**Short task**
Update the entries below so that every "grass tuft" reads "clover patch" and everything else stays the same. Leave the pictures out of your answer.
************
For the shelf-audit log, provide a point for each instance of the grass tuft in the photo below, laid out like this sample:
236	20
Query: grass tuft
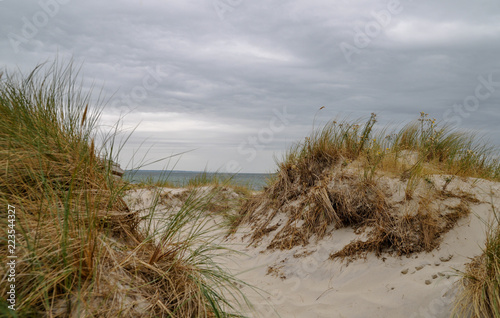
81	252
344	175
************
**Solution to the exercise**
For the shelf-audit log, provide a point for each instance of the clover patch in the photo below, laid out like this sample:
236	20
Query: clover patch
81	252
344	175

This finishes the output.